- [Task objective]:
Your answer must be the line holding "Ask | tag the" followed by every later line through the end of the entries, exactly as written.

Region pointing data

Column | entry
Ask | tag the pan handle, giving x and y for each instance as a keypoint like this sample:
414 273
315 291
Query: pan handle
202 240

- [Exercise answer]:
Ask | tag the pan handle, giving x and y for each instance as a keypoint like this sample:
414 273
315 291
Query: pan handle
202 240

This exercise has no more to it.